> [What to produce]: What is needed here is an exact copy of every entry.

> [Given records]:
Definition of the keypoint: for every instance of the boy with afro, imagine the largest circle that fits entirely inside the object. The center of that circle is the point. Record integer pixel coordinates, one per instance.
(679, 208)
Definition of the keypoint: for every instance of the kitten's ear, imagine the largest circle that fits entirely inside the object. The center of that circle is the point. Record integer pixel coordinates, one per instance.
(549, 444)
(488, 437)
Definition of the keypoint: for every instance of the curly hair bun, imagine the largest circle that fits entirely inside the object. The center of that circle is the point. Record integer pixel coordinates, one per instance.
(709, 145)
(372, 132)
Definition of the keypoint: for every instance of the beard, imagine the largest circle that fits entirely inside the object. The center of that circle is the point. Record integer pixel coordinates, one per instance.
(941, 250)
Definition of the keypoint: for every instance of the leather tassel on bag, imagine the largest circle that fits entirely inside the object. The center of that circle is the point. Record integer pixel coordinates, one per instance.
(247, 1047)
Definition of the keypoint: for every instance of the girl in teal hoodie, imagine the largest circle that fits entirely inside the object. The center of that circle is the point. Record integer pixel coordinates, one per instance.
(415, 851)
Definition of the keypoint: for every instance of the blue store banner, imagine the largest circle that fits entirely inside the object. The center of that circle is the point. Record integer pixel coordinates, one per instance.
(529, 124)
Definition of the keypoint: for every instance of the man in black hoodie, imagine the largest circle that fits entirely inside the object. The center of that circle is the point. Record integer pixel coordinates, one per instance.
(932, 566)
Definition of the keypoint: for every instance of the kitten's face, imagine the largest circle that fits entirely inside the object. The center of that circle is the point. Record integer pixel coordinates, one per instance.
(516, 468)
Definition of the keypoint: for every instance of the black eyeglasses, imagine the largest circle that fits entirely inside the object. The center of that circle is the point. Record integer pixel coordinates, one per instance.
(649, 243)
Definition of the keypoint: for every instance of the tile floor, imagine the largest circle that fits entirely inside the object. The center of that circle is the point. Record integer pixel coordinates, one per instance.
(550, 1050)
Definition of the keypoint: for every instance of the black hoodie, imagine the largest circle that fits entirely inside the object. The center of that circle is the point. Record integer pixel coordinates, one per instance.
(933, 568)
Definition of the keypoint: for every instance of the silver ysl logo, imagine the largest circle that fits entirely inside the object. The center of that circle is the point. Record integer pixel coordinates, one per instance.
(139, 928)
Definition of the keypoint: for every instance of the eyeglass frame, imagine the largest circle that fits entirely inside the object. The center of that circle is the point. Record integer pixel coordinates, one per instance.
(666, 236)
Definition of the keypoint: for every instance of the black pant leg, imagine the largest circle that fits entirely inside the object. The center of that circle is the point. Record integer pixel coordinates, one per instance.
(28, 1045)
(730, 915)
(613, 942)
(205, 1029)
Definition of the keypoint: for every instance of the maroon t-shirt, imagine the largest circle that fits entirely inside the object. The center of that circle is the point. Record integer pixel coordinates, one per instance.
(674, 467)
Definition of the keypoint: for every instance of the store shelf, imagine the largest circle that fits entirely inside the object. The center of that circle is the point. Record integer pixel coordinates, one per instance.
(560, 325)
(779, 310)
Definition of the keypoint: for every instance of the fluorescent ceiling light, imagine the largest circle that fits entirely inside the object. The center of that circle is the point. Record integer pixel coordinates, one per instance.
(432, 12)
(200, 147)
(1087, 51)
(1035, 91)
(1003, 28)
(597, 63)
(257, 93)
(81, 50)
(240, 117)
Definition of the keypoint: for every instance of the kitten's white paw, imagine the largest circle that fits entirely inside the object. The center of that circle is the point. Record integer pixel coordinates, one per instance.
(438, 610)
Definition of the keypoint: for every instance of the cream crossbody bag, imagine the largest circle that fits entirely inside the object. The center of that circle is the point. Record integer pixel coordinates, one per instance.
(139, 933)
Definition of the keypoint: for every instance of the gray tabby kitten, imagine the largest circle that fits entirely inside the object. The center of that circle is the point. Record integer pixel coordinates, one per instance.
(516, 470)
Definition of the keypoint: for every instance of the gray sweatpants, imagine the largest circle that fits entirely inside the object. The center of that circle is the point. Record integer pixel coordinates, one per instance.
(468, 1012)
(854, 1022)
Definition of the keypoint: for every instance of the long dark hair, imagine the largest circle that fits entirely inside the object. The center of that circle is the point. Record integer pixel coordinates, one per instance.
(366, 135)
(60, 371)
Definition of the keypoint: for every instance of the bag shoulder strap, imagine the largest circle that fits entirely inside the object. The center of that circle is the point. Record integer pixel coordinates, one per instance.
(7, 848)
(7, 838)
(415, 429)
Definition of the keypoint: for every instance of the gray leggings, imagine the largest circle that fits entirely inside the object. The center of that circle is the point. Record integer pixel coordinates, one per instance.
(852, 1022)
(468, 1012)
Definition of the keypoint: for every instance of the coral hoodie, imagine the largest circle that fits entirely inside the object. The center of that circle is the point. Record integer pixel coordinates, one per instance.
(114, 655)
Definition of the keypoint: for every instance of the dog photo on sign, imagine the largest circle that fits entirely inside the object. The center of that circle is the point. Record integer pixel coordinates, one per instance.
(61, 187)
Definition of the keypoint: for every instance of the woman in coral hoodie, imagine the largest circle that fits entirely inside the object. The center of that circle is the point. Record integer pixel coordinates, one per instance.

> [Answer to the problem]:
Definition of the keypoint: for every instance of the boy with afro, imagine the largest circle that fits entirely inside the object. The center of that circle is the point. Record integer pixel coordinates, one per instance.
(679, 208)
Definition of the keypoint: for every instance of the kitten's ear, imagine the largest circle that fits entirely inside the object. The center of that circle is the point. Record integer pixel coordinates, one per instance.
(549, 444)
(488, 437)
Definition of the keypoint: for every instance of the curly hair bun, imagine the largest circle that fits entirely inside the object. The center of that circle is the point. Record integer pixel coordinates, one per instance.
(709, 145)
(372, 132)
Definition of the keypoint: for every instance of the beard, imagine the largest circle that fits entirely inside the object. The center of that circle is the point. Record integer pixel coordinates, one per instance.
(941, 250)
Definition of the keypoint: for every instance of the leather tassel on bag, imagine the largest circle that fits entirely inside the object. The center of that circle is the point. Record integer pixel coordinates, one per instance.
(247, 1047)
Definition of the keypoint: for every instance of the girl in teal hoodie, imagine the largest circle that fits entirely inside the object. The center of that circle is the point. Record integer pixel coordinates, one per instance.
(415, 851)
Definition of the keypoint: for every instance of the blue store banner, imagine the largest circle that fits entirely inside the object. The center of that circle is the point. Record integer pixel coordinates, one per instance.
(529, 124)
Definition of the keypoint: for every instance of the man in black hoodie, imagine the largest circle that fits entirely inside the object. The center of that circle is the point. Record integer pixel coordinates, one per instance.
(932, 566)
Definition of the keypoint: for every instance of the kitten's face, imagine the largest circle that fits entirely inside the object. The center of that circle is the point. Record integer pixel coordinates, one per instance.
(516, 468)
Definition of the keypoint: for every instance of the black eyeglasses, imagine the largest circle that fits entirely inside the object. The center of that circle is the point. Record integer pixel coordinates, one per instance.
(649, 243)
Definition of the keypoint: for every instance of the tile floor, imagine the largest circle that fits entirely inside the object. The center of that circle is the point. Record integer pixel coordinates, one per instance.
(550, 1050)
Definition of the keypoint: for every instance of the black hoodie, imagine the largest circle that fits entirely inside the object. The center of that circle is the point. Record integer pixel coordinates, one per instance.
(933, 568)
Definition of the keypoint: for every instance of the silver ysl logo, imagine the largest circle that fits entirely inside the object. The center of that circle is the point. Record integer pixel coordinates, one per instance.
(139, 928)
Definition of the keypoint: for every instance of the eyeglass frame, imagine the largest circle that fits entirely inside the object. The center of that circle is the point. Record integer pixel coordinates, one per instance.
(666, 236)
Definition of the keypoint: for every instance of the black pant leg, imagine the largest circle that fits entirely inside the object. The center of that circle is the point. Record integer pixel coordinates, one per instance.
(28, 1045)
(730, 915)
(613, 942)
(205, 1029)
Definition of the keypoint: for every instance of the maroon t-shirt, imagine the largest circle that fits entirely inside the object. The center of that circle is the point. Record integer pixel coordinates, one per instance.
(674, 467)
Definition of the keypoint: for every instance of the store shelf, imagine the largest circle that fits entirely inside the object. The center of that circle is the point. Record integer pixel coordinates, one per instance.
(560, 325)
(779, 310)
Definition of the keypoint: for every instance of the fluorescent ceiling light, imagine the largest circle that fits entirely inside the object. The center of that circle is the point. Record integer pixel coordinates, one per instance.
(432, 12)
(200, 147)
(1087, 51)
(1035, 91)
(1003, 28)
(597, 63)
(257, 93)
(81, 50)
(240, 117)
Definition of the keypoint: for every instance of the kitten's white paw, imagine the largest circle that fits entirely inside the object. The center of that circle is the point. Record integer pixel coordinates, one per instance.
(438, 610)
Definition of the keypoint: for every instance of the cream crossbody bag, imagine the largest circle that fits entirely inside the object. The center of that circle is the point. Record integer pixel coordinates, one per instance.
(139, 933)
Definition of the keypoint: for every instance of the gray tabby kitten, imagine the largest circle that fits entirely inside the object. The center of that circle is the point. Record integer pixel coordinates, one per instance.
(516, 470)
Definition of the keypoint: for every instance of the gray sweatpants, imagine the largest circle that fits entirely inside the object. The center of that circle is the point. Record integer pixel coordinates, one per instance.
(468, 1012)
(854, 1022)
Definition of the keypoint: for every instance of the long dark hair, imagine the largest circle that fits entirely inside the object. The center of that circle is the point. Record integer pixel coordinates, one per instance.
(366, 135)
(60, 371)
Definition of the keypoint: for every instance of the bag shoulder strap, imagine the largest circle that fits entirely inside the object. The center of that circle is the point. Record integer pixel coordinates, one per instance.
(7, 848)
(7, 838)
(415, 429)
Definition of the keypoint: for every instance of the gray leggings, imagine the largest circle that fits entirely inside the object. The center of that circle is the point. Record integer pixel coordinates, one per instance.
(852, 1022)
(468, 1012)
Definition of the keypoint: for every instance of the coral hoodie, imagine the largest circle that fits entirely inside the object. The center of that circle is the point. Record integer pixel coordinates, one per instance.
(114, 655)
Definition of the keypoint: for every instance of the dog photo on sign, imagine the largest circle that fits entirely inside the object. The center of that circle is the point. Record integer pixel coordinates, one per instance.
(61, 187)
Definition of the keypoint: for every instance of the woman in coral hoodie, imagine the largest circle that fits entirely inside the object. The center of that circle is the point. Record integer pixel coordinates, one per instance.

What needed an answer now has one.